## Your objective
Return every line of the data below in which the string "target" occurs, reproducing each such line in full.
BEGIN
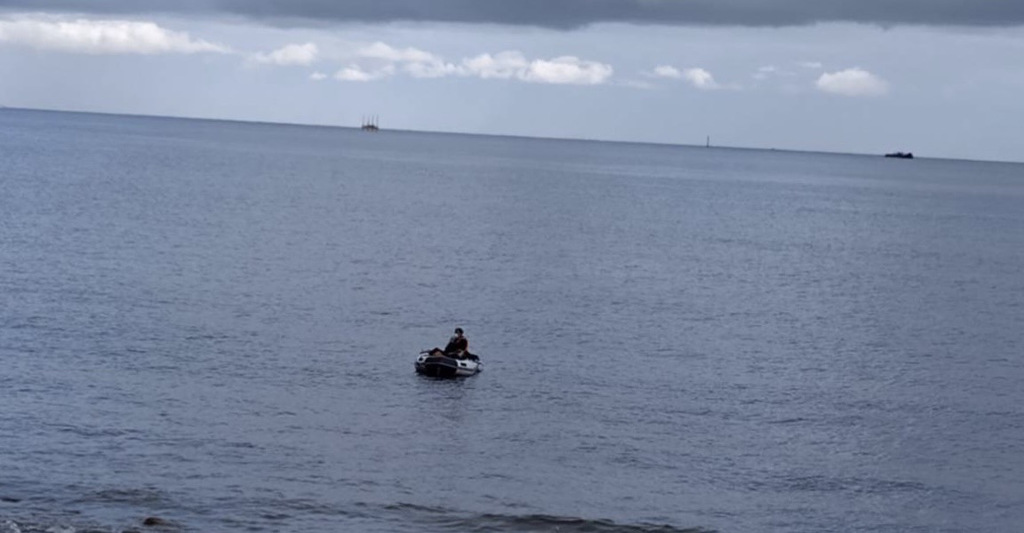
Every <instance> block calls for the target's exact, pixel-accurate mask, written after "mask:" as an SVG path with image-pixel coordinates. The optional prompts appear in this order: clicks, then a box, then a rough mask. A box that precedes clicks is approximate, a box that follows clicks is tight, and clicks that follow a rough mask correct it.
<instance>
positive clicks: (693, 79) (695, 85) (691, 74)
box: [683, 68, 720, 90]
mask: <svg viewBox="0 0 1024 533" xmlns="http://www.w3.org/2000/svg"><path fill="white" fill-rule="evenodd" d="M683 78H685V79H686V81H687V82H690V85H692V86H694V87H696V88H697V89H702V90H713V89H718V88H720V86H719V85H718V82H716V81H715V77H714V76H712V75H711V73H710V72H708V71H706V70H703V69H700V68H695V69H687V70H685V71H683Z"/></svg>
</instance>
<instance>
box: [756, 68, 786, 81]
mask: <svg viewBox="0 0 1024 533" xmlns="http://www.w3.org/2000/svg"><path fill="white" fill-rule="evenodd" d="M779 72H780V71H779V70H778V66H775V65H774V64H767V65H765V66H761V68H759V69H758V72H756V73H754V79H755V80H767V79H768V78H770V77H771V76H772V75H775V74H779Z"/></svg>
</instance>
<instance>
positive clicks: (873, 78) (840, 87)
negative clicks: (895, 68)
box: [816, 69, 889, 96]
mask: <svg viewBox="0 0 1024 533" xmlns="http://www.w3.org/2000/svg"><path fill="white" fill-rule="evenodd" d="M816 85H817V88H818V89H819V90H821V91H824V92H827V93H831V94H839V95H841V96H882V95H884V94H886V93H888V92H889V84H888V83H887V82H886V81H885V80H883V79H882V78H879V77H878V76H876V75H873V74H871V73H869V72H867V71H864V70H862V69H847V70H845V71H840V72H837V73H824V74H822V75H821V77H820V78H818V81H817V84H816Z"/></svg>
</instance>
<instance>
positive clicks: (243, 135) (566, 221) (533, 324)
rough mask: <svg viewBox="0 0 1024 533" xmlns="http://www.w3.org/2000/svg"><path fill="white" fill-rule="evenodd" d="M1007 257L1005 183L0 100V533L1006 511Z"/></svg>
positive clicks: (1020, 343) (1020, 401) (608, 144)
mask: <svg viewBox="0 0 1024 533" xmlns="http://www.w3.org/2000/svg"><path fill="white" fill-rule="evenodd" d="M1022 267H1024V166H1020V165H1004V164H987V163H969V162H953V161H930V160H915V161H894V160H886V159H883V158H872V157H855V156H835V154H817V153H793V152H774V151H755V150H734V149H705V148H691V147H675V146H656V145H640V144H635V145H633V144H615V143H596V142H579V141H561V140H536V139H535V140H531V139H519V138H501V137H474V136H460V135H439V134H425V133H403V132H388V131H384V132H380V133H377V134H368V133H362V132H358V131H354V130H346V129H328V128H304V127H292V126H272V125H255V124H234V123H217V122H200V121H185V120H170V119H146V118H128V117H112V116H93V115H75V114H56V113H41V112H25V110H15V109H2V110H0V303H2V306H0V532H3V533H13V532H16V531H20V532H23V533H28V532H35V531H40V532H41V531H61V532H63V531H68V532H70V531H123V530H129V529H146V528H144V527H143V526H142V525H141V524H142V520H143V519H144V518H146V517H159V518H160V519H162V520H164V521H166V522H167V523H168V524H169V525H168V526H166V527H165V528H164V529H165V530H166V529H170V530H182V531H308V532H319V531H322V532H334V531H364V532H421V531H436V532H449V531H523V532H525V531H580V532H583V531H588V532H594V531H596V532H612V531H658V532H678V531H710V530H715V531H721V532H751V531H781V532H819V531H872V532H873V531H879V532H882V531H885V532H890V531H893V532H896V531H898V532H906V531H923V532H925V531H927V532H943V531H949V532H953V531H957V532H958V531H976V532H1013V531H1020V528H1021V524H1024V386H1022V383H1024V359H1022V358H1024V348H1022V347H1024V268H1022ZM456 325H461V326H462V327H464V328H465V329H466V332H467V336H468V337H469V339H470V348H471V350H472V351H473V352H475V353H478V354H479V355H480V356H481V357H482V358H483V361H484V366H485V370H484V371H483V372H482V373H481V374H479V375H476V376H473V377H470V379H466V380H463V381H459V382H443V381H440V382H439V381H433V380H429V379H424V377H421V376H418V375H416V374H415V373H414V372H413V360H414V358H415V356H416V354H417V352H418V351H420V350H423V349H426V348H430V347H433V346H437V345H441V344H442V343H443V342H444V341H445V339H446V337H447V336H449V335H450V332H451V329H452V328H453V327H455V326H456Z"/></svg>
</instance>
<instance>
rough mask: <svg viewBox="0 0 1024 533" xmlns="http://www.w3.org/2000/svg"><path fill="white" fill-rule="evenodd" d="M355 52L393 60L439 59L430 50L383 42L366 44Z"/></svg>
mask: <svg viewBox="0 0 1024 533" xmlns="http://www.w3.org/2000/svg"><path fill="white" fill-rule="evenodd" d="M355 54H356V55H357V56H358V57H364V58H368V59H382V60H385V61H391V62H431V61H436V60H439V59H438V57H437V56H435V55H434V54H432V53H430V52H425V51H423V50H419V49H417V48H394V47H393V46H389V45H387V44H385V43H381V42H376V43H374V44H371V45H369V46H364V47H361V48H359V49H358V50H356V51H355Z"/></svg>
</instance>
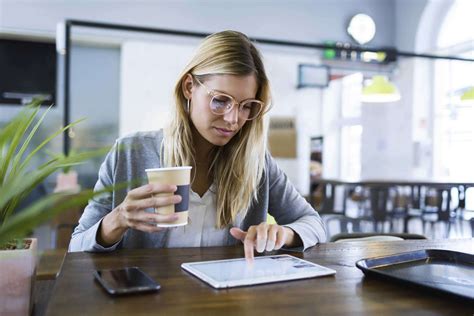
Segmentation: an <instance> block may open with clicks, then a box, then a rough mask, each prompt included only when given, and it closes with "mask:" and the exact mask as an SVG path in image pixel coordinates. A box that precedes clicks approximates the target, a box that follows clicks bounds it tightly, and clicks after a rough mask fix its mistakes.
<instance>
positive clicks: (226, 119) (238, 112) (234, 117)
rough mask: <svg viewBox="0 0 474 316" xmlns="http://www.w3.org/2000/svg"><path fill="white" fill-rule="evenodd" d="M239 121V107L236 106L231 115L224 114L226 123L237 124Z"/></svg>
mask: <svg viewBox="0 0 474 316" xmlns="http://www.w3.org/2000/svg"><path fill="white" fill-rule="evenodd" d="M238 120H239V106H238V105H237V104H236V105H234V107H233V108H232V110H230V112H229V113H226V114H224V121H226V122H229V123H230V124H237V122H238Z"/></svg>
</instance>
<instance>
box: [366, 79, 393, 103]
mask: <svg viewBox="0 0 474 316" xmlns="http://www.w3.org/2000/svg"><path fill="white" fill-rule="evenodd" d="M400 98H401V97H400V93H399V92H398V89H397V87H396V86H395V85H394V84H393V83H391V82H390V81H389V80H388V79H387V77H385V76H373V77H372V81H371V82H370V84H368V85H367V86H365V87H364V88H363V89H362V102H369V103H386V102H395V101H398V100H400Z"/></svg>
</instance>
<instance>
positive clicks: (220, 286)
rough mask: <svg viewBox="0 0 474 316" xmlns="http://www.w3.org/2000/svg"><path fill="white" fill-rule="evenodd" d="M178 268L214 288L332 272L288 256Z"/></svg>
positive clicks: (311, 264)
mask: <svg viewBox="0 0 474 316" xmlns="http://www.w3.org/2000/svg"><path fill="white" fill-rule="evenodd" d="M182 267H183V268H184V269H185V270H187V271H189V272H191V273H192V274H194V275H196V276H197V277H199V278H200V279H202V280H204V281H205V282H207V283H209V284H210V285H212V286H214V287H216V288H222V287H232V286H242V285H251V284H259V283H268V282H277V281H285V280H293V279H302V278H310V277H316V276H323V275H329V274H335V273H336V271H334V270H332V269H329V268H326V267H323V266H320V265H317V264H315V263H312V262H309V261H306V260H302V259H299V258H296V257H293V256H290V255H276V256H262V257H256V258H255V259H254V260H253V262H251V263H249V262H247V261H246V260H245V258H240V259H231V260H218V261H207V262H206V261H204V262H194V263H184V264H183V265H182Z"/></svg>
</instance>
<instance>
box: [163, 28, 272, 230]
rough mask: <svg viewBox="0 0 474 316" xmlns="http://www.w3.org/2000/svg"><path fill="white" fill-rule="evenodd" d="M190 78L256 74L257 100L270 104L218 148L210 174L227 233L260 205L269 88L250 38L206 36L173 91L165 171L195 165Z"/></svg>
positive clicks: (185, 68)
mask: <svg viewBox="0 0 474 316" xmlns="http://www.w3.org/2000/svg"><path fill="white" fill-rule="evenodd" d="M188 74H192V75H195V76H198V77H200V76H203V77H202V78H205V76H208V75H218V74H220V75H222V74H227V75H237V76H246V75H251V74H253V75H255V78H256V79H257V85H258V89H257V95H256V98H257V99H259V100H261V101H263V102H264V103H265V104H266V108H264V109H263V111H262V113H261V114H260V115H259V116H258V117H257V118H255V119H253V120H251V121H247V122H246V123H245V124H244V126H243V127H242V129H241V130H240V132H239V133H237V134H236V135H235V136H234V137H233V138H232V139H231V140H230V141H229V143H227V144H226V145H225V146H221V147H216V148H215V152H214V159H213V161H212V162H211V167H210V172H211V174H212V176H213V180H214V183H215V184H216V189H217V192H216V196H217V223H216V224H217V227H219V228H224V227H226V226H228V225H231V224H232V223H233V222H234V220H235V218H236V216H237V214H238V213H239V212H240V211H247V209H248V208H249V206H250V204H251V203H252V200H255V201H256V200H257V193H258V187H259V184H260V181H261V179H262V176H263V172H264V167H265V149H266V131H267V125H268V124H267V120H266V119H265V117H264V115H263V114H264V113H265V112H267V111H268V109H269V105H270V98H271V97H270V86H269V82H268V79H267V76H266V73H265V69H264V66H263V62H262V58H261V56H260V53H259V52H258V50H257V48H256V47H255V46H254V45H253V43H252V42H251V41H250V40H249V38H248V37H247V36H245V35H244V34H242V33H240V32H236V31H223V32H219V33H215V34H212V35H210V36H208V37H206V39H205V40H204V41H203V42H202V43H201V45H200V46H199V47H198V49H197V52H196V54H195V55H194V57H193V58H192V59H191V61H190V62H189V64H188V65H187V66H186V67H185V69H184V70H183V72H182V74H181V76H180V78H179V80H178V82H177V83H176V86H175V91H174V101H175V105H176V106H175V113H174V115H173V117H172V119H171V121H170V123H169V125H168V126H167V127H166V128H165V129H164V141H163V148H162V149H163V163H164V165H166V166H183V165H196V164H195V163H194V162H195V161H194V156H195V151H194V148H193V138H192V132H191V124H192V123H191V119H190V117H189V114H188V113H187V111H186V107H187V99H186V97H185V95H184V92H183V84H184V81H185V78H186V76H187V75H188ZM200 78H201V77H200Z"/></svg>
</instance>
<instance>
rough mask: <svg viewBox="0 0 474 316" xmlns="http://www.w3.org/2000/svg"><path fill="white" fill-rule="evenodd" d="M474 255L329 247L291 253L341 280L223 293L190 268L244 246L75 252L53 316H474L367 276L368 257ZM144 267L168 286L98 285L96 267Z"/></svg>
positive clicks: (438, 296) (456, 248)
mask: <svg viewBox="0 0 474 316" xmlns="http://www.w3.org/2000/svg"><path fill="white" fill-rule="evenodd" d="M428 248H437V249H450V250H457V251H463V252H467V253H473V254H474V239H464V240H442V241H432V240H413V241H400V242H398V241H395V242H393V241H392V242H352V243H326V244H321V245H318V246H316V247H313V248H312V249H310V250H308V251H307V252H305V253H291V254H293V255H296V256H298V257H301V258H304V259H306V260H309V261H312V262H315V263H318V264H321V265H324V266H327V267H330V268H332V269H335V270H336V271H337V274H336V275H335V276H328V277H322V278H314V279H306V280H299V281H290V282H282V283H273V284H265V285H259V286H253V287H242V288H233V289H227V290H215V289H213V288H211V287H210V286H208V285H207V284H205V283H203V282H202V281H201V280H199V279H197V278H195V277H193V276H191V275H189V274H188V273H187V272H185V271H183V270H182V269H181V267H180V265H181V263H183V262H191V261H202V260H216V259H225V258H236V257H241V256H242V254H243V249H242V248H241V247H214V248H181V249H147V250H145V249H137V250H120V251H117V252H113V253H103V254H97V253H96V254H93V253H68V254H67V256H66V259H65V261H64V264H63V267H62V271H61V273H60V275H59V277H58V279H57V280H56V284H55V286H54V289H53V292H52V295H51V299H50V301H49V304H48V307H47V312H46V314H47V315H68V316H72V315H144V314H159V315H216V314H217V315H221V314H223V315H226V316H227V315H266V314H271V315H272V316H273V315H301V314H303V315H355V314H357V315H361V314H362V315H403V314H410V315H411V314H423V315H446V314H450V315H473V313H474V303H473V302H472V301H471V302H470V301H466V300H462V299H458V298H456V297H450V296H448V295H445V294H442V293H435V292H430V291H427V290H425V289H420V288H416V287H410V286H408V285H404V284H399V283H394V282H390V281H383V280H379V279H373V278H366V277H364V276H363V273H362V272H361V271H360V270H359V269H357V268H356V267H355V265H354V264H355V262H356V261H357V260H359V259H362V258H367V257H374V256H381V255H389V254H394V253H399V252H405V251H411V250H418V249H428ZM126 266H139V267H140V268H142V269H143V270H144V271H145V272H147V273H148V274H150V275H151V276H152V277H153V278H155V279H156V280H157V281H158V282H159V283H160V284H161V286H162V288H161V290H160V291H159V292H158V293H152V294H142V295H134V296H126V297H115V298H114V297H110V296H109V295H107V294H106V292H105V291H104V290H103V289H102V288H101V287H99V285H98V284H96V283H95V282H94V279H93V276H92V272H93V271H94V270H95V269H114V268H122V267H126Z"/></svg>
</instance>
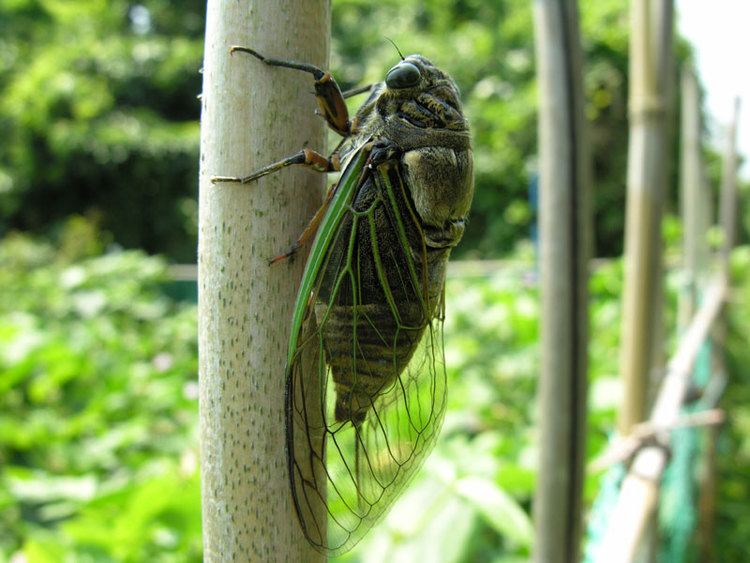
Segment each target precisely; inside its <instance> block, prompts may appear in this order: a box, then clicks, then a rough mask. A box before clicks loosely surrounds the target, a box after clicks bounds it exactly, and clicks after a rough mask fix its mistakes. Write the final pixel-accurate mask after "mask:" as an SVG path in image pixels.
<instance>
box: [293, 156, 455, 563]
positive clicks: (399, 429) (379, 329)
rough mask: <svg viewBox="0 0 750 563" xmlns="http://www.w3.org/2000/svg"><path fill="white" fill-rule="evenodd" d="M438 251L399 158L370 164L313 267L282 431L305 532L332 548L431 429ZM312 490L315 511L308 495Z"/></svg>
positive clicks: (386, 496)
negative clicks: (325, 507) (377, 162)
mask: <svg viewBox="0 0 750 563" xmlns="http://www.w3.org/2000/svg"><path fill="white" fill-rule="evenodd" d="M448 252H449V249H448V248H442V249H432V250H428V247H427V245H426V243H425V236H424V233H423V232H422V226H421V224H420V222H419V218H418V215H417V214H416V212H415V210H414V207H413V204H412V203H411V202H410V201H409V194H408V190H407V187H406V184H405V183H404V181H403V170H402V169H401V167H400V164H399V163H398V162H386V163H382V164H380V165H379V166H376V167H374V168H373V169H372V170H368V171H367V172H366V174H365V178H364V179H363V180H362V183H361V185H359V188H358V189H357V190H356V193H355V194H354V196H353V198H352V202H351V204H350V208H349V210H348V212H347V213H346V215H345V216H344V217H343V219H342V221H341V224H340V225H339V226H338V228H337V229H336V236H335V239H334V240H333V241H331V243H330V245H329V247H328V251H327V253H326V257H325V259H324V261H323V266H322V267H321V268H320V269H319V272H318V276H317V279H316V282H315V284H314V286H313V288H312V291H311V295H310V301H309V303H310V305H311V307H310V308H311V311H310V312H309V313H308V316H307V320H306V322H305V323H303V327H302V332H303V333H305V334H307V337H305V338H303V342H302V344H301V345H299V346H298V347H297V353H298V354H299V356H297V358H300V361H297V358H294V359H293V360H292V362H291V365H292V372H291V374H290V377H291V380H292V382H293V383H292V385H293V389H292V394H291V395H290V397H291V398H293V397H297V398H298V399H300V400H297V401H294V400H292V403H293V404H291V405H290V410H291V413H292V416H291V420H290V423H291V425H292V426H291V430H292V436H295V434H301V435H302V436H304V437H305V439H301V440H300V439H298V438H294V439H293V440H292V442H291V443H290V448H291V449H292V451H293V456H292V457H293V461H292V463H291V466H290V468H291V471H292V476H293V490H294V495H295V502H296V503H298V504H299V506H298V511H299V512H300V514H304V515H306V518H305V521H303V526H304V527H305V533H306V534H307V536H308V538H309V539H310V540H311V541H312V542H313V543H314V544H316V545H318V546H320V547H321V548H325V549H326V550H328V551H330V552H334V553H336V552H339V551H343V550H345V549H347V548H348V547H350V546H351V545H352V544H353V543H355V542H356V541H358V540H359V539H360V538H361V536H362V535H363V533H364V531H366V530H367V529H369V528H370V527H371V526H372V524H373V523H374V522H375V521H377V519H378V518H379V517H380V516H382V514H384V512H385V510H386V509H387V507H388V506H389V505H390V504H391V502H392V500H393V499H395V498H396V496H397V495H398V493H399V491H400V490H401V489H402V487H403V485H404V484H405V483H406V482H407V481H408V480H409V479H410V478H411V477H412V476H413V474H414V472H415V470H416V469H417V468H418V467H419V465H420V464H421V462H422V461H423V460H424V457H425V454H426V453H427V451H429V449H430V448H431V447H432V445H433V443H434V441H435V439H436V437H437V433H438V431H439V428H440V424H441V421H442V417H443V412H444V408H445V377H446V375H445V366H444V359H443V348H442V344H443V342H442V310H443V309H442V305H443V283H444V268H445V264H446V262H447V257H448ZM313 326H314V329H313V328H311V327H313ZM312 351H315V352H317V354H318V358H317V364H316V367H317V368H318V370H320V372H319V373H317V374H314V375H315V376H316V378H317V379H318V380H319V381H322V382H323V385H322V400H321V401H320V402H318V403H308V402H305V401H302V400H301V399H302V396H303V393H302V389H301V387H302V386H303V385H304V384H305V383H306V382H307V381H309V378H308V377H306V373H305V368H304V364H303V362H302V361H301V357H302V355H304V354H305V353H306V352H311V353H312ZM309 436H316V437H317V440H316V441H315V442H312V443H311V442H310V441H309ZM315 450H317V451H324V452H325V464H324V463H323V459H322V458H321V457H316V456H318V454H317V453H314V451H315ZM311 460H312V463H310V461H311ZM322 485H325V486H326V487H327V491H325V492H323V491H322V490H321V489H322ZM322 497H324V498H325V499H326V504H327V511H326V513H325V515H324V517H323V518H322V519H321V517H320V516H318V517H316V516H315V514H316V511H315V509H314V505H315V503H317V502H319V499H320V498H322ZM323 520H325V521H323Z"/></svg>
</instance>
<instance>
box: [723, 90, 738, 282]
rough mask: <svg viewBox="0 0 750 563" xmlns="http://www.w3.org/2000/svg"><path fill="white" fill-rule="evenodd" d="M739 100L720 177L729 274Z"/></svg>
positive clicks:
END
## Result
Every <instance> block calls for the target's exact, pixel-accurate mask, written after "mask:" as an SVG path with image-pixel coordinates. The optional prompts appear in this order: clicks, then a box, then a rough mask. A box that precedes clicks is approximate, a box that follows clicks is tight, and clicks that follow a rough mask correct it.
Segmentation: an <instance> block may open with clicks, then a box, then a rough mask, each prompt included only when given, and it closes with "mask:" and the exact mask as an SVG path in image pixel coordinates. A box that precedes clicks approximates the target, a box that follows clicks bounds it tightly, and clicks after a rough mask fix its mistakes.
Segment each target precisely; inside its <instance> block, prompts may appear in this order: a box, then clicks, then a rough mask. A box before clicks loosely surrounds the target, a box after clicks bounds it exactly, and clicks after a rough mask fix its mistakes. Write the final pixel-accurate mask after "mask:" as an SVG path in image pixels.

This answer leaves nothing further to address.